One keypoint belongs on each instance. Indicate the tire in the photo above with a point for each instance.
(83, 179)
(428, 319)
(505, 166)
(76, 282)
------------------------
→ Work task
Could you return all the data above exactly as it appears?

→ Written answer
One keypoint belongs on each instance. Indicate the tire in the photo above with a point for each instance.
(83, 179)
(428, 319)
(505, 166)
(76, 282)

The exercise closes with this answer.